* _WORK TO COMPLETE_
What lines in the records below contain the string "image"? Copy every one.

* _GIVEN INFORMATION_

....

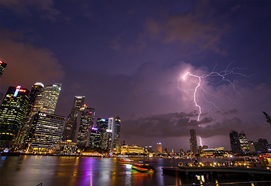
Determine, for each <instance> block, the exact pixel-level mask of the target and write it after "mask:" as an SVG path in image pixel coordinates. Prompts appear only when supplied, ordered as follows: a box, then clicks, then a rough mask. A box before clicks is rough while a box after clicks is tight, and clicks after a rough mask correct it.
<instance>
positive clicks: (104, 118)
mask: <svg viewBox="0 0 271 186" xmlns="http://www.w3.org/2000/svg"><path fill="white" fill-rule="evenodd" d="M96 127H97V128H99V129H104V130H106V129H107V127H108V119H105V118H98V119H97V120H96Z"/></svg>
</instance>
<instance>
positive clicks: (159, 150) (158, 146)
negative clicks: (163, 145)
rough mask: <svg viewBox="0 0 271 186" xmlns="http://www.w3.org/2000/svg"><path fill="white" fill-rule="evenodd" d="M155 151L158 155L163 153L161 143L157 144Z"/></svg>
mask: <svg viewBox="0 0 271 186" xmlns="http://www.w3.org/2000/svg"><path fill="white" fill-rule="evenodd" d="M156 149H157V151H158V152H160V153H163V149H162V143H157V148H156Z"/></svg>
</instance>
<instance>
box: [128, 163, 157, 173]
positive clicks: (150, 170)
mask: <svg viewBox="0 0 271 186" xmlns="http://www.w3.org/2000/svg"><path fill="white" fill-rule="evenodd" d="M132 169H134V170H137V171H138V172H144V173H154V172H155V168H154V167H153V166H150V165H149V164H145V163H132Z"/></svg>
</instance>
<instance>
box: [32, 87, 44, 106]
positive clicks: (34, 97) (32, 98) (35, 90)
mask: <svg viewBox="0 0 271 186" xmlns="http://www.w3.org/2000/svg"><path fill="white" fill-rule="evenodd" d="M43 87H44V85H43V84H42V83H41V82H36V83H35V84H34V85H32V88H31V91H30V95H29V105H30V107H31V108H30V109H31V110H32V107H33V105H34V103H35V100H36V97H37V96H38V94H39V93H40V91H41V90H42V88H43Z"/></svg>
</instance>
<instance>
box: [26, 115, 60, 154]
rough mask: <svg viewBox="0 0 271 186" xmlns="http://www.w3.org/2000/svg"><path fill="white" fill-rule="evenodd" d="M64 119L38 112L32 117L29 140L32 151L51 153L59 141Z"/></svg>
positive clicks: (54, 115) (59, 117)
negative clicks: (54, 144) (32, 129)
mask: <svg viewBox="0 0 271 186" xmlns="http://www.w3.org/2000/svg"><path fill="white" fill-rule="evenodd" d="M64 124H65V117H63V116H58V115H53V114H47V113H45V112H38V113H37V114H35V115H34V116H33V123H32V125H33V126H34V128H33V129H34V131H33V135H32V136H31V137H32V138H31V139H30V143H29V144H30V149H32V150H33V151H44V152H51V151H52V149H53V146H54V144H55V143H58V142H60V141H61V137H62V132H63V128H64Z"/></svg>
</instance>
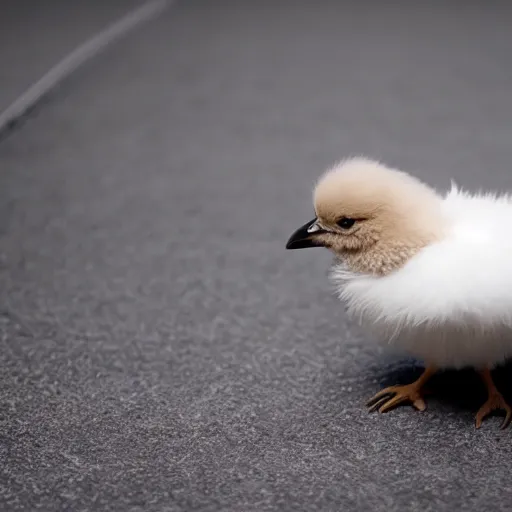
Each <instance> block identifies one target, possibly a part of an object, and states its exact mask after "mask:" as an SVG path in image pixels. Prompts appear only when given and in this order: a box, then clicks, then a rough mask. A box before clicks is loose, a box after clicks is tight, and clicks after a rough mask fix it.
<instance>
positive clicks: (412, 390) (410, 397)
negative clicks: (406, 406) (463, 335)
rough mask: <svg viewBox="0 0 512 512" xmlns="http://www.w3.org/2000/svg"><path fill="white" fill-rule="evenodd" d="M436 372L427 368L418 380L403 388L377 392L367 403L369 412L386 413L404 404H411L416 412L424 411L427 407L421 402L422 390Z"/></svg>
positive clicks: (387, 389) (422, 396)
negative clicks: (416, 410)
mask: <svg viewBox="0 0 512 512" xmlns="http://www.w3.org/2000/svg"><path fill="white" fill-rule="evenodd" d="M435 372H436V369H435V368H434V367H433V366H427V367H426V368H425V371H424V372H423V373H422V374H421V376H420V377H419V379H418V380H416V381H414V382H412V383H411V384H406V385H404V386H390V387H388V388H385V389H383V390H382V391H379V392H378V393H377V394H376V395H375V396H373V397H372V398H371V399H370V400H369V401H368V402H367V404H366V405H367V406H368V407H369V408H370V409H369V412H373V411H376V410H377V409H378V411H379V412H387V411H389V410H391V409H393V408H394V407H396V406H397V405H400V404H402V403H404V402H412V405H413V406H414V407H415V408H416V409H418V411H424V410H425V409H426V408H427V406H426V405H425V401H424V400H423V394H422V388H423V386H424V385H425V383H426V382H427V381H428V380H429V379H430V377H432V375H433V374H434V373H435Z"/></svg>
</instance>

....

* _EXERCISE OUTPUT_
Determine, for each <instance> block, the exact pixel-level mask of the target and write it after "mask:" as an SVG path in image pixel coordinates. Prompts appear only when supplied, ordered as follows: a box, then clicks, then a rough mask. A box before clicks is rough while a box after clicks is tight, and clicks after a rough mask correct it.
Each <instance> block identifies one target, possibly a part of an object, and states its exact mask after "mask:" as an SVG path in image pixels. Prompts appear only when given and in this order: a box, then clicks, then a rough mask. A box before clicks is loose, a box after clicks is tight, and clicks after a rough mask fix it.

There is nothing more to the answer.